Fragmento del documento:
◆ ◆ ◆ ◆

Los residentes ya no pueden someterse a la prueba de antígenos al aterrizar en el aeropuerto de Ibiza. | J. Sevilla

No somos de madera y el corazón nos late demasiado fuerte cuando nos tocan las narices. No nos crecen los apéndices, al menos los superiores, pero sí que nos suben los colores y los calores al escuchar mentir sin pudor a quienes nos explicaron de forma paternalista que la baja tasa de vacunación en Ibiza se debía a que éramos los más rebeldes a la hora de aceptarlas, para terminar reconociendo con la boca pequeña y la nariz grande que en realidad somos los habitantes de Baleares que más cumplen con sus citas destinadas a recibir el antídoto contra el coronavirus. Nuestros particulares Pinochos buscan colgarnos con demasiada alegría unas orejas de burro que no son sino el reflejo de su propia farsa y nos siguen dejando a la cola de todo.

Primero nos cerraron los bares que ellos visitaban sin pudor, incluso de madrugada, y nos prohibieron ver a nuestros amigos y familiares durante meses. Después nos intentaron convencer de que las fases eran diferentes para unas islas que para otras, mientras nos amenazaban con los peligros de un tardeo que nunca se ha practicado en las Pitiusas. No es la primera vez que los mallorquines de turno se olvidan de que existimos, de que opinamos, de que pagamos religiosamente los impuestos con los que se van de cañas o de que, incluso, tenemos voz y voto en esta democracia de serrín.

La mejor metáfora de este sinsentido territorial la viví hace años, cuando trabajaba en la radio. La responsable de comunicación del Parlament me recriminó que no hubiese asistido a una sesión, tras pedirle una entrevista, recordándome que otros periodistas de rincones remotos como Algaida sí que lo habían hecho. En aquel momento no supe qué hacer, si reírme, si enfadarme o si explicarle, en un perfecto y redondo castellano, que Ibiza era una isla separada físicamente de Mallorca (con mucha agua de por medio), sin conexión viaria y que, en ningún caso, podía considerarse un pueblo más de Palma. 15 años después seguimos igual, escuchando sandeces de quienes, aunque deberían representarnos y defendernos, siguen sin conocernos ni respetarnos.

◆ ◆ ◆ ◆

Tareas requeridas:
a: Extrae literalmente del fragmento sobre Ibiza el pasaje que comienza en "Primero nos cerraron" y termina en "democracia de serrín.".
b: Continúa el fragmento sobre Ibiza a partir de su última oración.

Material de estudio:
◆ ◆ ◆ ◆

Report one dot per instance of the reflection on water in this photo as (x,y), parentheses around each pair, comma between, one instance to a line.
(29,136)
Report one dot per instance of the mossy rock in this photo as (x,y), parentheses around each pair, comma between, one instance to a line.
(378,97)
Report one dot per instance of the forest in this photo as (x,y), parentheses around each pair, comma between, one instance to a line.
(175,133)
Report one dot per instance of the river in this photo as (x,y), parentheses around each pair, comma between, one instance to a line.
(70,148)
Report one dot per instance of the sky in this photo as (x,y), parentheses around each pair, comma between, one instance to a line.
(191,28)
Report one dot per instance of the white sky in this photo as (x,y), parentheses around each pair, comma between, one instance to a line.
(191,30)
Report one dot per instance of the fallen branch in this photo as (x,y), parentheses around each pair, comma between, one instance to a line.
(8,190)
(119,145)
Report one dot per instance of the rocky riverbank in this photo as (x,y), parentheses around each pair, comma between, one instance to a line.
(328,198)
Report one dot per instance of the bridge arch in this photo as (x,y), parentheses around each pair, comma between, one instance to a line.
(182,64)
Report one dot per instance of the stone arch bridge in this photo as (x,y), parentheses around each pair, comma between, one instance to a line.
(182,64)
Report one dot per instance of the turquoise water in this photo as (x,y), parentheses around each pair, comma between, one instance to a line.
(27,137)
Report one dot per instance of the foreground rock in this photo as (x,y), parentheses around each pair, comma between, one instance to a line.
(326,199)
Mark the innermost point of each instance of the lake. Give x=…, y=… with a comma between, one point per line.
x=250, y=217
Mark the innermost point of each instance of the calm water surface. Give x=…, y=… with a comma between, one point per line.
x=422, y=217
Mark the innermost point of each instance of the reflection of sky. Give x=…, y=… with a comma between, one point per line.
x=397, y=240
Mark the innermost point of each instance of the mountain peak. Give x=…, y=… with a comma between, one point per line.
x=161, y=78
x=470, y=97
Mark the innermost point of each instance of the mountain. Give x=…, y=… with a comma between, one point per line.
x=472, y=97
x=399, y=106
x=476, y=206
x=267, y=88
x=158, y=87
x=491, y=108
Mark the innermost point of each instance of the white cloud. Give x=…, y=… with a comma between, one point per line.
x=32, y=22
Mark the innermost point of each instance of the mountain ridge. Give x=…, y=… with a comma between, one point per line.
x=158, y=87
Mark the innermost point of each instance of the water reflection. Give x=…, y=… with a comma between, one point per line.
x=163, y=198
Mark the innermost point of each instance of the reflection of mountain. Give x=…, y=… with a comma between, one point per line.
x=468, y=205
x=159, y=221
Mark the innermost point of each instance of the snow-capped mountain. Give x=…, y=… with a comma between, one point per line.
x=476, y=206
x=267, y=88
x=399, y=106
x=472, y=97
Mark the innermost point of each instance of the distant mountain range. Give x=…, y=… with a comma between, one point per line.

◆ ◆ ◆ ◆

Respuestas del ejercicio:
a:
Primero nos cerraron los bares que ellos visitaban sin pudor, incluso de madrugada, y nos prohibieron ver a nuestros amigos y familiares durante meses. Después nos intentaron convencer de que las fases eran diferentes para unas islas que para otras, mientras nos amenazaban con los peligros de un tardeo que nunca se ha practicado en las Pitiusas. No es la primera vez que los mallorquines de turno se olvidan de que existimos, de que opinamos, de que pagamos religiosamente los impuestos con los que se van de cañas o de que, incluso, tenemos voz y voto en esta democracia de serrín.

b:
La última aberración de este tropel de trompas pensantes la viví el pasado domingo tras aterrizar en el aeropuerto. Llegamos de noche, con una tormenta fresca como recibimiento y con el código QR perfectamente cumplimentado para someternos al test que nos permitiese volver a casa limpios. Nuestra sorpresa fue mayúscula al enterarnos de que alguien había decidido eliminar este servicio y que tendríamos que ir al día siguiente, entre las 12:30 y las 14:30 horas, al hospital de Can Misses para realizarnos dicha prueba. En ese lapso de tiempo tendríamos que confinarnos y no ir a trabajar.

Como la experiencia laboral de quienes mandan debe ser exigua, y ya no digamos lo que supone dirigir una empresa y asumir los costes y riesgos de una crisis, es más que probable que los de arriba no asumiesen que algo así debía anunciarse para que quienes tuviésemos reuniones u obligaciones ineludibles pudiésemos solventarlas. ¿Y recoger a mis perros estaba permitido? ¿Y compartir coche con el amigo que nos venía a buscar o incluso coger un taxi? Las personas de información no supieron respondernos a cada pregunta y terminaron reconociendo estar tan sorprendidos como nosotros por ese cambio de criterio.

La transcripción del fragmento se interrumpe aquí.